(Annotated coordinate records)
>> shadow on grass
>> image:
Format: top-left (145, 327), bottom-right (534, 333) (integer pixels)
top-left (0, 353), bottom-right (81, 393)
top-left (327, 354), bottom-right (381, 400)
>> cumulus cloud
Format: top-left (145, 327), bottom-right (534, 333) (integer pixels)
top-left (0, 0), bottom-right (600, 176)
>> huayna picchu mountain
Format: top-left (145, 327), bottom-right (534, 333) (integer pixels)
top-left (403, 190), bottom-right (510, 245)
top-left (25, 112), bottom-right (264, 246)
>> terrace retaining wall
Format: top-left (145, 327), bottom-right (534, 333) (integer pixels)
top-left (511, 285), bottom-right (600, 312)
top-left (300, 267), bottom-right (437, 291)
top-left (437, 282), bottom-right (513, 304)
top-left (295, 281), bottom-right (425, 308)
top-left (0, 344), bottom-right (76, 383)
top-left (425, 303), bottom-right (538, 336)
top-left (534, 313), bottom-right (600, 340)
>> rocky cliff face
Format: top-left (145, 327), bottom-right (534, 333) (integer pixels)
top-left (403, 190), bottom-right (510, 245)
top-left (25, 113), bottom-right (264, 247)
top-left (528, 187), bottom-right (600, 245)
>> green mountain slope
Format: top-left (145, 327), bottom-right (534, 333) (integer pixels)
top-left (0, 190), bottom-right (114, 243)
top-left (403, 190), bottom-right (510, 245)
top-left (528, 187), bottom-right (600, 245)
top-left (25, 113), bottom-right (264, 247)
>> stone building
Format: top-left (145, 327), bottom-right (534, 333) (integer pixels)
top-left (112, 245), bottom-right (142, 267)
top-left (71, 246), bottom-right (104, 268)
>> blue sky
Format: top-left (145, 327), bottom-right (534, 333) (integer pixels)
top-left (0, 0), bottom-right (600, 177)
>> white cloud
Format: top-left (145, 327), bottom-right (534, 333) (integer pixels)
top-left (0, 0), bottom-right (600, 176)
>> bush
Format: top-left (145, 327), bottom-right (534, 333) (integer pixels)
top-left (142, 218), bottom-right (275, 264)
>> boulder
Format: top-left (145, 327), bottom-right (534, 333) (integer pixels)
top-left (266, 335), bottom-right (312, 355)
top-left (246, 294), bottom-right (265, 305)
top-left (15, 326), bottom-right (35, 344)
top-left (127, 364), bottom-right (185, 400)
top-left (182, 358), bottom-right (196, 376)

*WHAT YOU WILL DO*
Please render the material from its first line through the line containing "top-left (142, 218), bottom-right (275, 264)" as a Markdown table with the columns Row and Line, one numbered row per line, omitting blank lines.

*IN RESPONSE*
| Row | Line |
|---|---|
| 1 | >> shadow on grass |
| 2 | >> image: |
| 3 | Format: top-left (145, 327), bottom-right (534, 333) (integer pixels) |
| 4 | top-left (0, 353), bottom-right (81, 393) |
| 5 | top-left (327, 354), bottom-right (381, 400) |
| 6 | >> cumulus cloud |
| 7 | Format: top-left (145, 327), bottom-right (534, 333) (integer pixels) |
| 8 | top-left (0, 0), bottom-right (600, 176) |
| 9 | >> huayna picchu mountain |
| 10 | Format: top-left (145, 327), bottom-right (534, 333) (integer pixels) |
| 11 | top-left (403, 190), bottom-right (510, 245) |
| 12 | top-left (25, 112), bottom-right (264, 246) |
| 13 | >> terrace retaining wall |
| 14 | Format: top-left (145, 327), bottom-right (534, 333) (integer pixels) |
| 15 | top-left (511, 285), bottom-right (600, 312) |
| 16 | top-left (300, 267), bottom-right (437, 291) |
| 17 | top-left (437, 282), bottom-right (513, 304) |
| 18 | top-left (295, 281), bottom-right (425, 308) |
| 19 | top-left (0, 344), bottom-right (76, 383) |
| 20 | top-left (425, 303), bottom-right (538, 336) |
| 21 | top-left (534, 313), bottom-right (600, 340) |
| 22 | >> rocky cliff face |
| 23 | Format: top-left (145, 327), bottom-right (534, 333) (integer pixels) |
| 24 | top-left (403, 190), bottom-right (510, 245) |
| 25 | top-left (25, 113), bottom-right (264, 247) |
| 26 | top-left (528, 187), bottom-right (600, 245) |
| 27 | >> green mountain slope |
| 28 | Format: top-left (145, 327), bottom-right (534, 333) (integer pixels) |
| 29 | top-left (0, 190), bottom-right (114, 243) |
| 30 | top-left (403, 190), bottom-right (510, 245) |
| 31 | top-left (528, 187), bottom-right (600, 245) |
| 32 | top-left (25, 113), bottom-right (264, 247) |
| 33 | >> stone building |
| 34 | Format: top-left (145, 327), bottom-right (534, 333) (integer pixels) |
| 35 | top-left (112, 245), bottom-right (142, 267) |
| 36 | top-left (71, 246), bottom-right (104, 268) |
| 37 | >> blue sky |
| 38 | Format: top-left (145, 327), bottom-right (534, 333) (integer pixels) |
| 39 | top-left (0, 0), bottom-right (600, 177) |
| 40 | >> white cloud |
| 41 | Format: top-left (145, 327), bottom-right (534, 333) (integer pixels) |
| 42 | top-left (0, 0), bottom-right (600, 176) |
| 43 | >> bush |
| 44 | Format: top-left (145, 327), bottom-right (534, 333) (integer pixels) |
| 45 | top-left (142, 218), bottom-right (275, 264) |